Print every one of the rows below verbatim. Leave the picture out of your answer.
## start Records supplied
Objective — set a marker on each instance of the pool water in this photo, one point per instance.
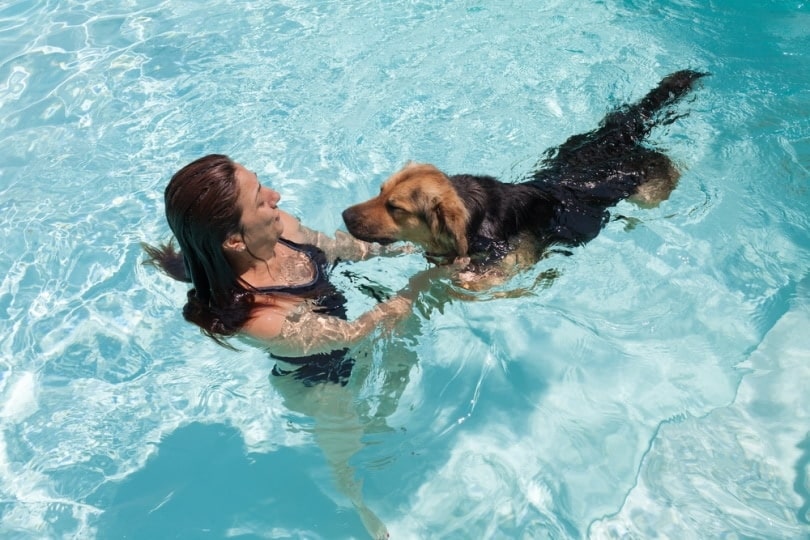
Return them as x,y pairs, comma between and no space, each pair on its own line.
657,387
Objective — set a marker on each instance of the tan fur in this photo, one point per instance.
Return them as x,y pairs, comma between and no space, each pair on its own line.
416,204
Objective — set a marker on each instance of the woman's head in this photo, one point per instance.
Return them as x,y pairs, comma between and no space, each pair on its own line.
220,215
202,210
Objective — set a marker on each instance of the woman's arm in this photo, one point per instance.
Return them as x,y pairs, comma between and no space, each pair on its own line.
303,332
343,246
## end Records supplied
## Worked solution
Objective — set a marker on each instance of the pool water in this photo, one point per instance.
Return them as x,y pairs, comma between and no space, each pair on its own line.
657,387
Objective — set a marker on each instance of the tan fur in this photo, one point per instance.
Return them as x,y pairs, comma between and no space, each pair on its own line.
416,204
Objective — set a marker on each instance of the woman's head in this photo, one point per instance.
Return them as x,y pairs, comma between and no space, each pair on its own line.
220,215
202,210
Objective — set a marker on each instance of the woman's arm in this photo, one point per instance.
Return them as x,y pairs, comma between and no space, each pair on its own line.
303,332
343,246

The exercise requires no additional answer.